(Records from a data source)
------------

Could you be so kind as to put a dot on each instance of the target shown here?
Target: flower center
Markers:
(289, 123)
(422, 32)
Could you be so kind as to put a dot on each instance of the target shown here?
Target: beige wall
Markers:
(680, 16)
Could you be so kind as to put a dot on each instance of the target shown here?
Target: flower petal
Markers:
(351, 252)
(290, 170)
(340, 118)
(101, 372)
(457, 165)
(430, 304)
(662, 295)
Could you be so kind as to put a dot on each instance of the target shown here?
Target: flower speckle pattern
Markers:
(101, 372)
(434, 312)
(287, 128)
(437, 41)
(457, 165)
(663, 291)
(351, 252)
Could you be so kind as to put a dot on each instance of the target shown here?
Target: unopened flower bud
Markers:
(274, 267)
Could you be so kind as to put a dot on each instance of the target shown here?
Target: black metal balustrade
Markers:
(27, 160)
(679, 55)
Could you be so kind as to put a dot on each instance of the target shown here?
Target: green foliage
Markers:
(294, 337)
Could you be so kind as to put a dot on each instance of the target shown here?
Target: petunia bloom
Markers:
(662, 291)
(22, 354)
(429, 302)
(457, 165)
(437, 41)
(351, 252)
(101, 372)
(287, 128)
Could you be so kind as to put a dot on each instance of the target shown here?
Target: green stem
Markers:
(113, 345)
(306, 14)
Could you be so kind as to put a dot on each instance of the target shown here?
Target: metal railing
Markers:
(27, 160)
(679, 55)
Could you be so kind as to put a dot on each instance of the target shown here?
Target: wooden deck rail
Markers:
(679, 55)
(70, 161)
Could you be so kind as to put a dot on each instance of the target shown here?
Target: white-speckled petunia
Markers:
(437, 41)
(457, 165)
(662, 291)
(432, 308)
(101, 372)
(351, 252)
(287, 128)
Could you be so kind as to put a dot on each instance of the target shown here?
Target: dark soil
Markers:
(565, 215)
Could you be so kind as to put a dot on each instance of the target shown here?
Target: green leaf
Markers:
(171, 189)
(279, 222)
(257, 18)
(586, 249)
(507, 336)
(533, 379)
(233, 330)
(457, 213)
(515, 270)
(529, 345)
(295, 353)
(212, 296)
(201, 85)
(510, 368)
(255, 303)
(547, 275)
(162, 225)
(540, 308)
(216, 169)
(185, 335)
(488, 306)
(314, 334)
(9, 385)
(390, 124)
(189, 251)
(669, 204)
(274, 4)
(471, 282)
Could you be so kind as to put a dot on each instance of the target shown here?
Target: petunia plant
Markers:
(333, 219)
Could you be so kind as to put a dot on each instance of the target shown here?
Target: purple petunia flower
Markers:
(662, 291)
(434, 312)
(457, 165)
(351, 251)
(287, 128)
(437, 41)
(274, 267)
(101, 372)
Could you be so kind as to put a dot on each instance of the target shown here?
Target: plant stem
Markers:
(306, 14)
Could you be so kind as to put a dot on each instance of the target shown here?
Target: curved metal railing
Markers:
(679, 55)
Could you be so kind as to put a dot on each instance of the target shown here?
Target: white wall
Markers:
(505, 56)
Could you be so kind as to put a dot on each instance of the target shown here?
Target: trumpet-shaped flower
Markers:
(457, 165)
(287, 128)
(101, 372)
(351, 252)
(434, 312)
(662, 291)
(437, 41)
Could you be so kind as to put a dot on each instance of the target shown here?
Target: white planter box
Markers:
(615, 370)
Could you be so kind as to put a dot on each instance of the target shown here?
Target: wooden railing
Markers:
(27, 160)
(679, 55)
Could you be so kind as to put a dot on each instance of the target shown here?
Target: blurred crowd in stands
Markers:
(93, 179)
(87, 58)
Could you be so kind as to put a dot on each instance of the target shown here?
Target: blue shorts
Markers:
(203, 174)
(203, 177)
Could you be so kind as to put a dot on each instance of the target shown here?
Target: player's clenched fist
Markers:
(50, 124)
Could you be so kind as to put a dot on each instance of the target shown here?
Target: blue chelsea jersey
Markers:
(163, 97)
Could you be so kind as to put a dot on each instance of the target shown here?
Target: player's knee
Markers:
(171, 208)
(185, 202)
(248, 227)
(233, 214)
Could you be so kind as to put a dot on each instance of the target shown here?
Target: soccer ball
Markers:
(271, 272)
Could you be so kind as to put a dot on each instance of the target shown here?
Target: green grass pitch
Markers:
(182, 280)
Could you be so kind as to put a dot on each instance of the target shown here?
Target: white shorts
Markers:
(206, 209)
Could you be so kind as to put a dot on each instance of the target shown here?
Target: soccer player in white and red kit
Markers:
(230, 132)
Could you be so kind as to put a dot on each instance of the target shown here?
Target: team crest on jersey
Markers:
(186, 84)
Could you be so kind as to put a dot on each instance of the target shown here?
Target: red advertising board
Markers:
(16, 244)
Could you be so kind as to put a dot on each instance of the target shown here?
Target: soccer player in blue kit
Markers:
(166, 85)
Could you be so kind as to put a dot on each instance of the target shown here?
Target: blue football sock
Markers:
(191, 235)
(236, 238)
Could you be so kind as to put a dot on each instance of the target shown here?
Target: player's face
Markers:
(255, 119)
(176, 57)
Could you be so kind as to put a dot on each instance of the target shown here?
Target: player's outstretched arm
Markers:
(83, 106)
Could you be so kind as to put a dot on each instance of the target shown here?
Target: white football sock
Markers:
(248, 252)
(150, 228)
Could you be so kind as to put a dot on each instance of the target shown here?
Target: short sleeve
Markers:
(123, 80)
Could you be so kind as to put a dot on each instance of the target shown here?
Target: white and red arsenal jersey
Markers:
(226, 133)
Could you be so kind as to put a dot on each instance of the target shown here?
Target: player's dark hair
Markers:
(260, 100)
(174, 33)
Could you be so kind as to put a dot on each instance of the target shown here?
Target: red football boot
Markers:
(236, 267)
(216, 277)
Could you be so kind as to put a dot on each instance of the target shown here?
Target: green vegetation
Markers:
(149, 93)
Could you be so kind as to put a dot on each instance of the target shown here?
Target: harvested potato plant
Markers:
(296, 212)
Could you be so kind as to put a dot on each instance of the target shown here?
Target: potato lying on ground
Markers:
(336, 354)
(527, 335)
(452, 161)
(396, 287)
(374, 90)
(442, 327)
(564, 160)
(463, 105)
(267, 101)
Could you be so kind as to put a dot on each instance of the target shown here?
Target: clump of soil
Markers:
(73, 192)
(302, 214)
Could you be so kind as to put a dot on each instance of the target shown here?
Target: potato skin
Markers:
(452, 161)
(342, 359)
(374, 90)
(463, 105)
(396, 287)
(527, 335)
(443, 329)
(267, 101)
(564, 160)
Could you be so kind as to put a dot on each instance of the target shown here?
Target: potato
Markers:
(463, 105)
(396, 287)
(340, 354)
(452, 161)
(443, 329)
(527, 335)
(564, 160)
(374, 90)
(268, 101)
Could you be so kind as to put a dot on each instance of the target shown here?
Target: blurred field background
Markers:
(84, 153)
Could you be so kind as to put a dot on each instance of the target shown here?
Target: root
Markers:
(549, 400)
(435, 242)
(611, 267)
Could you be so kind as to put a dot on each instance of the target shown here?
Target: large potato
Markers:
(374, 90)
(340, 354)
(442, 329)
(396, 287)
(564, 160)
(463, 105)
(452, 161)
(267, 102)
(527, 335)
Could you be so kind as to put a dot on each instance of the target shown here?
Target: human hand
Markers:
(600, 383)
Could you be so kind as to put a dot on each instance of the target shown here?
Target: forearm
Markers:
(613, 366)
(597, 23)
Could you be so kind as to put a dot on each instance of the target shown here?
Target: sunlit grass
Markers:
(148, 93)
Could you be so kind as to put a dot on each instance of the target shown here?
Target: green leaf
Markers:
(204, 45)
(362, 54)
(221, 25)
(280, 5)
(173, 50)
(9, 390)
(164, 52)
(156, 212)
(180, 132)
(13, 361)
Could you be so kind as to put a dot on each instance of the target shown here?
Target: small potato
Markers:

------------

Retype each of the preceding records exactly as printed.

Could you be so kind as to put a dot on each instance of the target shown here?
Target: flower center
Markers:
(289, 123)
(422, 32)
Could you be so kind as to put a dot on each instance of the target shown here?
Target: beige wall
Markers:
(680, 16)
Could you be so kind as to put a dot on each instance of the target shown here?
Target: flower petal
Markers:
(351, 252)
(290, 170)
(340, 118)
(101, 372)
(457, 165)
(430, 304)
(662, 295)
Could you be so kind as to put a dot on each instance of the target shown here?
Target: flower speckle pattern
Markers:
(101, 372)
(434, 312)
(287, 128)
(437, 41)
(457, 165)
(663, 291)
(351, 252)
Could you be so kind as to put a dot on each instance of the target shown here?
Target: unopened flower bud
Markers:
(274, 267)
Could you be so kind as to put a dot on each instance of the target shown here?
Target: black metal balustrade
Markers:
(27, 160)
(679, 55)
Could you be so kind as to put a dot on each instance of the target shown here?
Target: green foliage
Markers:
(294, 337)
Could you be so kind as to put a dot on each instance of the target shown here?
Target: petunia bloom
Markers:
(662, 291)
(22, 354)
(429, 302)
(457, 165)
(437, 41)
(351, 252)
(101, 372)
(287, 128)
Could you be so kind as to put a dot on each instance of the target shown here?
Target: green stem
Markers:
(113, 345)
(306, 14)
Could you be so kind as to put a dot on each instance of the target shown here?
Target: metal railing
Markers:
(27, 160)
(679, 55)
Could you be so kind as to put a dot on each instance of the target shown here?
Target: wooden deck rail
Markers:
(679, 55)
(70, 161)
Could you be so kind as to put a dot on each instance of the target shown here?
Target: white-speckled petunia
Markers:
(437, 41)
(457, 165)
(662, 291)
(432, 308)
(101, 372)
(351, 252)
(287, 128)
Could you be so kind as to put a dot on each instance of the target shown here?
Target: dark soil
Markers:
(565, 215)
Could you be so kind as to put a dot on each instance of the target shown here?
Target: green leaf
Markers:
(171, 189)
(279, 222)
(257, 18)
(586, 249)
(507, 336)
(533, 379)
(233, 330)
(457, 213)
(515, 270)
(529, 345)
(295, 353)
(212, 296)
(201, 85)
(510, 368)
(255, 303)
(547, 275)
(162, 225)
(540, 308)
(216, 169)
(185, 335)
(488, 306)
(314, 334)
(9, 385)
(390, 124)
(189, 251)
(669, 204)
(274, 4)
(471, 282)
Could you be so kind as to put a dot on each instance of the target shown here?
Target: petunia plant
Markers:
(333, 219)
Could you be so kind as to put a dot on each instance of the target shown here?
Target: purple petunia flower
Markers:
(662, 291)
(434, 312)
(457, 165)
(351, 251)
(287, 128)
(437, 41)
(274, 267)
(101, 372)
Could you be so kind as to put a dot on each instance of the target shown here?
Target: plant stem
Markers:
(306, 14)
Could you be so kind as to put a dot on each instance of the target shown here?
Target: curved metal railing
Markers:
(679, 55)
Could you be so kind as to put a dot on each instance of the target shown here?
Target: white wall
Markers:
(505, 56)
Could you be so kind as to put a dot on each instance of the target shown here?
Target: trumpet-shaped flower
Markers:
(457, 165)
(287, 128)
(101, 372)
(351, 252)
(434, 312)
(662, 291)
(437, 41)
Could you be so kind as to put a dot on each instance of the target shown here?
Target: white planter box
Markers:
(615, 370)
Could you be so kind as to put a dot on each instance of the target shown here?
Target: wooden railing
Markers:
(27, 160)
(679, 55)
Could you be so kind as to put a dot on each instance of the target shown here?
Target: blurred crowd in stands
Markers:
(93, 179)
(87, 58)
Could you be so kind as to put a dot on each instance of the target shown here?
Target: blue shorts
Markers:
(203, 174)
(203, 177)
Could you be so kind as to put a dot on each instance of the target shown here?
Target: player's clenched fist
Markers:
(50, 124)
Could you be so kind as to put a dot on each instance of the target shown here?
Target: blue chelsea jersey
Markers:
(163, 97)
Could you be so kind as to put a dot on each instance of the target shown here?
Target: player's knee
Markers:
(171, 208)
(185, 202)
(248, 227)
(233, 214)
Could you be so kind as to put a dot on each instance of the target shown here?
Target: soccer ball
Markers:
(271, 272)
Could you be so kind as to put a dot on each instance of the target shown here?
Target: green grass pitch
Markers:
(182, 280)
Could you be so kind as to put a dot on each instance of the target shown here?
Target: white shorts
Markers:
(206, 209)
Could you be so kind as to put a dot on each instance of the target shown here?
Target: soccer player in white and red kit
Markers:
(230, 132)
Could you be so kind as to put a dot on each instance of the target shown here?
Target: team crest on jersey
Markers:
(186, 84)
Could you be so kind as to put a dot on each instance of the target shown here?
Target: red advertising board
Markers:
(16, 244)
Could you be so kind as to put a dot on each instance of the target shown here?
Target: soccer player in blue kit
Markers:
(166, 85)
Could you be so kind as to put a dot on each instance of the target shown here?
Target: blue football sock
Markers:
(191, 235)
(236, 238)
Could you be so kind as to put a dot on each instance of the target shown here?
Target: player's face
Markers:
(255, 119)
(176, 57)
Could you be so kind as to put a dot on each instance of the target shown here?
Target: player's outstretched arm
Markers:
(83, 106)
Could you be so kind as to put a dot on each instance of the target shown here?
Target: white football sock
Markers:
(248, 252)
(150, 228)
Could you be so kind as to put a dot on each instance of the target shown here?
Target: short sleeve
Markers:
(123, 80)
Could you be so kind as to put a dot on each instance of the target shown here?
Target: white and red arsenal jersey
Markers:
(226, 133)
Could you be so kind as to put a dot on each instance of the target shown here?
Target: player's dark hair
Markers:
(260, 100)
(174, 33)
Could you be so kind as to put a dot on each instance of the target shown here?
Target: red football boot
Markers:
(236, 267)
(216, 277)
Could you be so kind as to put a dot on each instance of the target shown here?
Target: green vegetation
Markers:
(149, 93)
Could you be so kind as to put a dot on each instance of the target shown here?
Target: harvested potato plant
Markers:
(296, 212)
Could you be so kind as to put a dot on each instance of the target shown here?
Target: potato lying on ground
Markers:
(336, 354)
(527, 335)
(452, 161)
(396, 287)
(374, 90)
(442, 327)
(564, 160)
(463, 105)
(267, 101)
Could you be so kind as to put a dot on each instance of the target shown here?
Target: clump of soil
Markers:
(73, 192)
(302, 214)
Could you be so kind as to put a dot on each instance of the target shown here?
Target: potato skin
Markers:
(452, 161)
(342, 359)
(374, 90)
(463, 105)
(396, 287)
(527, 335)
(443, 329)
(267, 101)
(564, 160)
Could you be so kind as to put a dot on each instance of the target shown here?
Target: potato
Markers:
(463, 105)
(396, 287)
(340, 354)
(452, 161)
(443, 329)
(527, 335)
(564, 160)
(374, 90)
(268, 101)
Could you be so kind as to put a dot on each instance of the target shown here?
Target: blurred field background
Markers:
(84, 153)
Could you be so kind as to put a dot on each instance of the target shown here?
Target: root
Markers:
(549, 400)
(435, 242)
(611, 267)
Could you be so kind as to put a dot on each instance of the target shown here?
Target: large potato
Markers:
(374, 90)
(340, 354)
(442, 329)
(396, 287)
(564, 160)
(463, 105)
(452, 161)
(267, 102)
(527, 335)
Could you be so kind as to put a dot on each instance of the target shown here?
Target: human hand
Markers:
(600, 383)
Could you be so kind as to put a dot on each instance of the target shown here?
Target: forearm
Markers:
(613, 366)
(597, 23)
Could you be so kind as to put a dot on each instance of the target shown here?
Target: sunlit grass
Markers:
(148, 93)
Could you be so kind as to put a dot on each instance of the target shown here?
Target: green leaf
Markers:
(204, 45)
(362, 54)
(221, 25)
(280, 5)
(173, 50)
(9, 390)
(164, 52)
(156, 212)
(180, 132)
(13, 361)
Could you be so kind as to put a dot on each instance of the target shown here?
Target: small potato
Markers:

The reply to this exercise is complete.